◆ Consigna: Transcribe sin ningún cambio el tramo de las filas de más abajo que empieza en la línea que contiene "For each instance of the metal" y termina en la línea que contiene "[[560, 221], [504, 275], [302, 29], [660, 263]]". Incluye ambas líneas.

+++ Material proporcionado

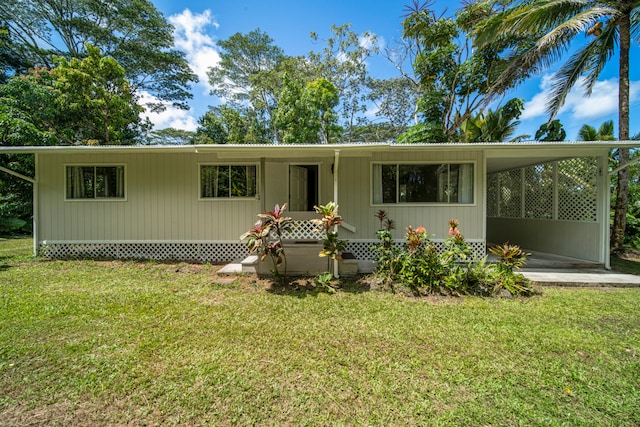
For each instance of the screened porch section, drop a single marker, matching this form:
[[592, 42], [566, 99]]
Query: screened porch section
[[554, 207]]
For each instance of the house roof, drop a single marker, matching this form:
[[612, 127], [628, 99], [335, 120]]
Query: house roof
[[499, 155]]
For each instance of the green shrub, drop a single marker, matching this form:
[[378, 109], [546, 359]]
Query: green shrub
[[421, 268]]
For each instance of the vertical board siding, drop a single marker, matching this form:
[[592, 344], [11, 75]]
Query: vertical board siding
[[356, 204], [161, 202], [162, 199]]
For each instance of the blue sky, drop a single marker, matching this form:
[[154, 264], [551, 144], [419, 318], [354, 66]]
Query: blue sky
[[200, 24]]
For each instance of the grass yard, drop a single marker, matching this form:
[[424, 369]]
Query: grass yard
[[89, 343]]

++++++
+++ Material proporcionado

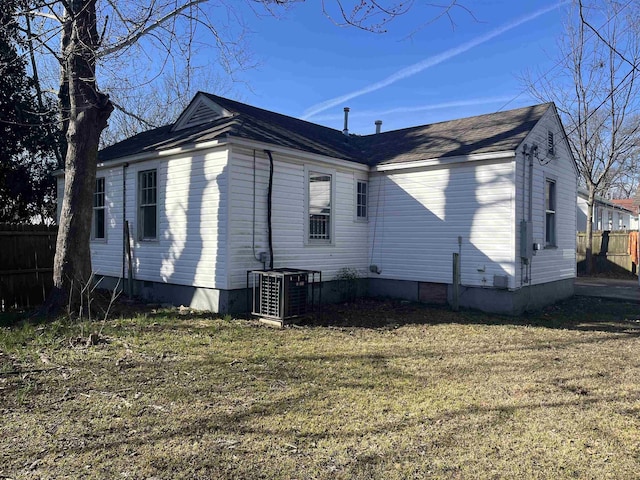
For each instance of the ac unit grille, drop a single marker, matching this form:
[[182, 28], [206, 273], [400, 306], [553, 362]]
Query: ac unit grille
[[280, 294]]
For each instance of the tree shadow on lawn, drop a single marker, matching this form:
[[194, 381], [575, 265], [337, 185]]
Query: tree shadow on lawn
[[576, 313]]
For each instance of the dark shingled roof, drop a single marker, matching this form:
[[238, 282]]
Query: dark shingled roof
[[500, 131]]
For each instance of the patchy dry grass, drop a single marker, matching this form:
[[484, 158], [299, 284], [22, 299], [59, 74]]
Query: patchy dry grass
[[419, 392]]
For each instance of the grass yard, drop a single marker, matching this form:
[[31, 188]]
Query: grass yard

++++++
+++ Material proporcionado

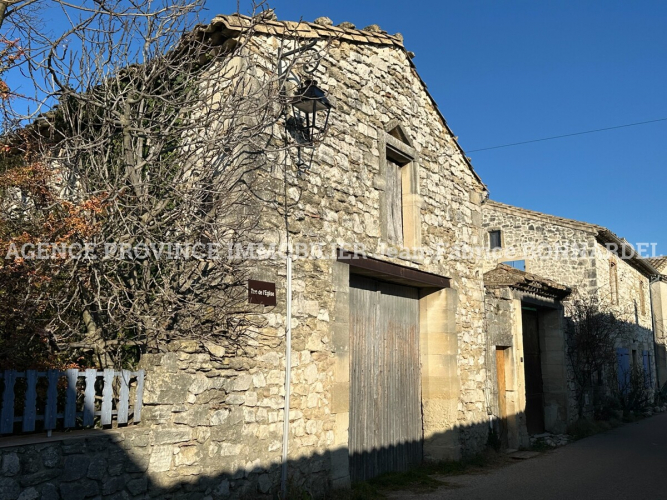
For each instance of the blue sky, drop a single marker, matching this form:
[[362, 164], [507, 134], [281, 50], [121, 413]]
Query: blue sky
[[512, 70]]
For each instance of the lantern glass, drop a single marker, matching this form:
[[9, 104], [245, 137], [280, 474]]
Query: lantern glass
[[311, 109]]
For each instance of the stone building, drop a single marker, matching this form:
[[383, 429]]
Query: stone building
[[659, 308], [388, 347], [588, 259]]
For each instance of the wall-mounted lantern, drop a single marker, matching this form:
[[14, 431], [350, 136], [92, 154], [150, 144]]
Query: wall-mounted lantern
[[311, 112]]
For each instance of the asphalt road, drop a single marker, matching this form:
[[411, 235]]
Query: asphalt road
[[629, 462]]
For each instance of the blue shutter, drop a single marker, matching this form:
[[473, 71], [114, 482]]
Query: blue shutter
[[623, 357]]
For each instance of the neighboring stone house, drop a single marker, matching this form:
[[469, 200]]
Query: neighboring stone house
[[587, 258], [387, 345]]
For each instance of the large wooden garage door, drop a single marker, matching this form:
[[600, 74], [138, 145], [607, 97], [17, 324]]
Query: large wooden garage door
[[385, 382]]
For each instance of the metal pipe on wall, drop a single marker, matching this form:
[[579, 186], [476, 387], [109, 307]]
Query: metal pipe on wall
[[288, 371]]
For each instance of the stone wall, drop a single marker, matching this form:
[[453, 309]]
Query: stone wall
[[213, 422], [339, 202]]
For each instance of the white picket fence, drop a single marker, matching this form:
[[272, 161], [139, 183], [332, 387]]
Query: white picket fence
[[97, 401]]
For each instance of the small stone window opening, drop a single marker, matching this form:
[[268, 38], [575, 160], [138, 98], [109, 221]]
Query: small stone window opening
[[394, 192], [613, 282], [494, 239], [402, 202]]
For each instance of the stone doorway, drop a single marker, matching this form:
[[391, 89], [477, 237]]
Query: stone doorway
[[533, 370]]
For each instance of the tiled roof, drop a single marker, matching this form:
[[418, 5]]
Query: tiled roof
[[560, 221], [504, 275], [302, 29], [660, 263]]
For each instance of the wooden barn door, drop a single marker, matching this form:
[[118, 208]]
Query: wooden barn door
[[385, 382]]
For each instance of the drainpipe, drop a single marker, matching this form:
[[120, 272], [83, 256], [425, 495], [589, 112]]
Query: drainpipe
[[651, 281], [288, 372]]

++++++

◆ Respuesta de tarea:
For each instance of the metal pipe on wall, drop a single marker, matching this form:
[[579, 186], [476, 387], [109, 307]]
Query: metal pipe on wall
[[288, 371]]
For each instance of the stone wall, drop a single marker, matching this form:
[[453, 309]]
Query: stone wall
[[213, 422], [339, 202]]
For each instance of the white picket fence, drop a single marker, matching this form:
[[272, 161], [139, 183], [332, 387]]
Query: white picket fence
[[97, 401]]
For each instance of the small stone window opening, drop a single marker, matching this form:
[[268, 38], [575, 160], [138, 98], [109, 221]]
Query: small stone window opening
[[394, 192], [613, 282], [494, 239], [402, 202]]
For each instance of the stone doorway, drop a single marker, matching this form:
[[391, 89], [477, 237]]
Query: stone doorway
[[533, 370]]
For each instance of the tiled roof, drop a single marker, matching this form:
[[418, 5]]
Query: tiled roof
[[560, 221], [504, 275], [302, 29], [660, 263]]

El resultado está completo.